— Provided data —
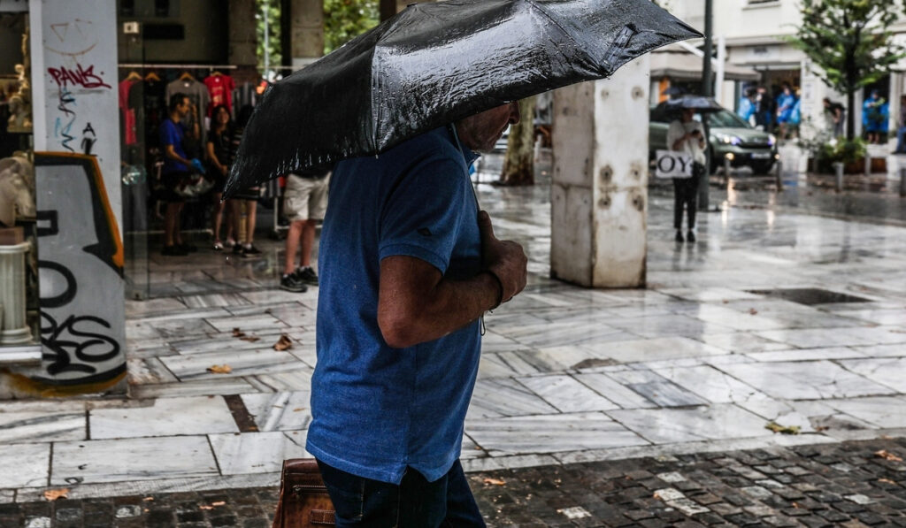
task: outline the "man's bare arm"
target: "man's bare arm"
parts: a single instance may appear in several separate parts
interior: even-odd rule
[[[485,269],[490,273],[452,281],[416,257],[395,255],[381,261],[378,326],[387,344],[406,348],[443,337],[525,287],[527,259],[522,247],[495,238],[484,211],[478,222]]]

— Exercise goal —
Reproduce the rows above with every occurrence of "even-odd rule" swapped for "nonzero winding rule" and everything else left as is. Omit the pictures.

— Answer below —
task: outline the "man's bare arm"
target: "man's bare arm"
parts: a single instance may appear in several separate parts
interior: nonzero winding rule
[[[485,269],[490,273],[452,281],[416,257],[395,255],[381,261],[378,326],[387,344],[406,348],[443,337],[525,287],[527,259],[522,247],[495,238],[484,211],[478,222]]]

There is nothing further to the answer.